= Beginning of Section =

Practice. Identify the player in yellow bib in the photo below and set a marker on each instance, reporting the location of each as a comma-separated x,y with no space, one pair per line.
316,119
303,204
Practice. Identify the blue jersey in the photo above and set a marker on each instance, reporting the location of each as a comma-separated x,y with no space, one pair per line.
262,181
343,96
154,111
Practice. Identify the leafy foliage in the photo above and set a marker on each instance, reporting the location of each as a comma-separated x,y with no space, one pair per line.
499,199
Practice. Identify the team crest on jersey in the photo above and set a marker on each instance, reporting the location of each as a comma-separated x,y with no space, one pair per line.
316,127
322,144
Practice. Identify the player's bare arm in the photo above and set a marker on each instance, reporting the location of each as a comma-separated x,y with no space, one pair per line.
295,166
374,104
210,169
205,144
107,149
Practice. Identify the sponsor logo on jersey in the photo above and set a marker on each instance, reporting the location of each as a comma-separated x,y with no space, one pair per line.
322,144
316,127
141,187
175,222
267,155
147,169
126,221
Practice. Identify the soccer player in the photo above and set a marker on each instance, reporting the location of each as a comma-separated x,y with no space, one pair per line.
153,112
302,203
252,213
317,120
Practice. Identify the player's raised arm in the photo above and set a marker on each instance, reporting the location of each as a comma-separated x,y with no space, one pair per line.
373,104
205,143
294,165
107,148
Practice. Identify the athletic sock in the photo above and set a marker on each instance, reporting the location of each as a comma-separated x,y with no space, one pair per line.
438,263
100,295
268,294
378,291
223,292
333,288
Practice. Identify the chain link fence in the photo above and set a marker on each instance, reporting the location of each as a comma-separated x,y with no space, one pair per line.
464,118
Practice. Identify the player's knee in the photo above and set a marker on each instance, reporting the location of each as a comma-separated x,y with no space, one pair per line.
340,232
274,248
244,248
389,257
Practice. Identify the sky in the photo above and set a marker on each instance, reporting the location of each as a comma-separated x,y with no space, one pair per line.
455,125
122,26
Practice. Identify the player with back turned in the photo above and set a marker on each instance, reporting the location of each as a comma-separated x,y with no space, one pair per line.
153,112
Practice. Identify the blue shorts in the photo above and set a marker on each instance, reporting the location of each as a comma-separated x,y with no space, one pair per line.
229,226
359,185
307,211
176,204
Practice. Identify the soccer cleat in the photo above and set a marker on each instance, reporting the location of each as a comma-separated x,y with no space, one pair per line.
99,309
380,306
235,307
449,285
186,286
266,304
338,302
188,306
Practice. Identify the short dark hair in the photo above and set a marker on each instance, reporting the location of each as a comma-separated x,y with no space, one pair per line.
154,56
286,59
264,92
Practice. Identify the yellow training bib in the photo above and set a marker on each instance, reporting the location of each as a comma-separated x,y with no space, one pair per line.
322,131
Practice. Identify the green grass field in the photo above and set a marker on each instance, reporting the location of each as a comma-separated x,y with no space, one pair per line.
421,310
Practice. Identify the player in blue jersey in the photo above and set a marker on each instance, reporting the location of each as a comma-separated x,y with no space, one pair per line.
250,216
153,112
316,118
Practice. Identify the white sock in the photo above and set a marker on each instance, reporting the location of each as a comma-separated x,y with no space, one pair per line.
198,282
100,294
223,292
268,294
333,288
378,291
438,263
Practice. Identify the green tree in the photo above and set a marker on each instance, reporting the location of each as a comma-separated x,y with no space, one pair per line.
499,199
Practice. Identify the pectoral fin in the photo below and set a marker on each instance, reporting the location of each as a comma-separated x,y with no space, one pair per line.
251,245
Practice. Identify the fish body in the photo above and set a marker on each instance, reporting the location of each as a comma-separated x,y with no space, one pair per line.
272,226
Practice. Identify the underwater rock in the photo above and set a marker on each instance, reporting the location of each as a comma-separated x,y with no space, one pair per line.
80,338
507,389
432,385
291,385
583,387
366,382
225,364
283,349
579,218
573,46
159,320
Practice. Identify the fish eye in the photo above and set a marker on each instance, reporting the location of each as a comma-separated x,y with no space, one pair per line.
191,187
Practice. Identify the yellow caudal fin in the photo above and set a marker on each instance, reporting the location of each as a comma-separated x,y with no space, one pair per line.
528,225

= End of Section =

Exercise aim — Write every line of the material above again, exactly.

Answer to the exercise —
Practice. Identify the player in yellow bib in the photo below and set a marker on each instance, reporting the location of each as a comma-separated x,y with no space, one pair per line.
316,119
303,204
Practice. Identify the blue jersey in the photo above and set a marker on each instance, reporting the location of each as a comma-separated x,y with no space, one pair per line.
262,181
343,96
154,111
Practice. Identify the leafy foliage in the photo above and set a marker on each instance, reporting the location of each as a comma-separated x,y with no space, one pair per line.
499,199
Practice. Identify the team crest on jersey in the photo above and set a marker on each instance, reporting the location of each as a comma-separated x,y with no space, one pair per line.
316,127
322,144
Practice. Identify the player's bare arm in the photo above and set a marker on each instance, reporting the location of each as a comma-separated x,y with no space, one pair per line.
295,166
374,104
210,169
205,144
107,149
Practice. Identify the sponsor logo on jersey in the photo above and set a marker on each instance, reporting the location of each as a comma-separated x,y with no space, one pair per line.
322,144
316,127
141,187
175,222
267,155
147,169
126,221
Practice. Identify the soccer player in the photo above and set a marker on each instance, reporting the location of each as a comma-separated x,y with no space, one pair per line.
153,112
302,203
252,213
317,120
Practice. Identify the player's raised arm in the photo above and set a marker on each instance, reporting the location of each as a comma-separated x,y with no space, one pair per line.
373,104
205,143
294,165
107,148
Practice. Identify the athletic sock in the photo above and set a marker on each instance, reporting the location of each as a comma-separated x,y with no space, one pair per line.
438,263
100,295
268,294
378,291
223,292
333,288
Practice. Identify the chain link fence in the photo above and set a marker on each instance, reporting the location of each as a comma-separated x,y with no space, one pair per line.
464,118
Practice. Identify the player's knee in the photo above and set a marker on each instance, reporting the location of each as a comma-separated x,y with no space, one pair per line.
340,232
274,248
244,248
389,257
Practice. Identify the sky in the photo above and set a marker on each instance, reporting the location of each as a comma-separated x,y with no space, one pair per line.
455,125
122,26
Practice. Identify the player with back turned in the photo above and set a marker on each instance, reporting the location of each as a comma-separated x,y with no space, one pair per line.
153,112
Practice. Identify the blue shorts in the photo above and set a marker on each instance, reporting the location of each as a comma-separated x,y with no space, one pair per line.
229,226
359,185
307,211
176,204
Practice. Identify the soccer cleat in the photo above and set a marker on each instance, reporting the location of each as a comma-separated x,y with no space, one pair per line.
99,309
380,306
235,307
449,285
186,286
266,304
338,302
188,306
Practice. Identify the short dark hair in the photo above and set a marker on each instance, reporting the location of each as a comma-separated x,y with no space, one pair per line.
154,56
286,59
264,92
Practice. Identify the yellow training bib in the photo above and set a marker on each instance, reporting the location of each as a comma-separated x,y with no space, one pair per line.
322,131
Practice. Identify the green grass field in the photo above and set a marker on each instance, reporting the location of each as a comma-separated x,y with no space, one pair per line.
421,310
Practice. Identify the player in blue jersey in the photo above and set a marker on each instance, reporting the location of each as a comma-separated x,y with no space, one pair per line.
250,216
153,112
316,118
Practice. Identify the white sock in the photo above and set a marker on each instance, reporting the location of each as a comma-separated x,y with no space, one pair per line.
198,282
100,294
223,292
268,294
333,288
378,291
438,263
Practice. Identify the green tree in the photo above and set a marker on each instance, reporting the location of each as a comma-separated x,y with no space, one pair per line.
499,199
Practice. Identify the pectoral fin in the photo below and set a marker on each instance, reporting the location of each as a comma-separated x,y with no space, one pair per line.
251,245
Practice. Identify the fish body in the photo above and set a marker on each instance, reporting the location of each as a comma-separated x,y with no space, one pair per line.
272,226
Practice. Identify the underwater rock in the photo above and set a marker on each instance, reporting the location of each as a comma-separated x,y with no space, one pair per line.
80,338
507,389
432,385
291,385
583,387
366,382
225,364
283,349
579,218
573,46
159,320
Practice. Identify the fish eye in the photo above and set a marker on each instance, reporting the location of each as a comma-separated x,y with no space, one pair per line.
191,187
Practice. Identify the yellow caudal fin in the photo above and set a marker on each instance, reporting the location of each as a comma-separated x,y with no space, one pair per line.
528,225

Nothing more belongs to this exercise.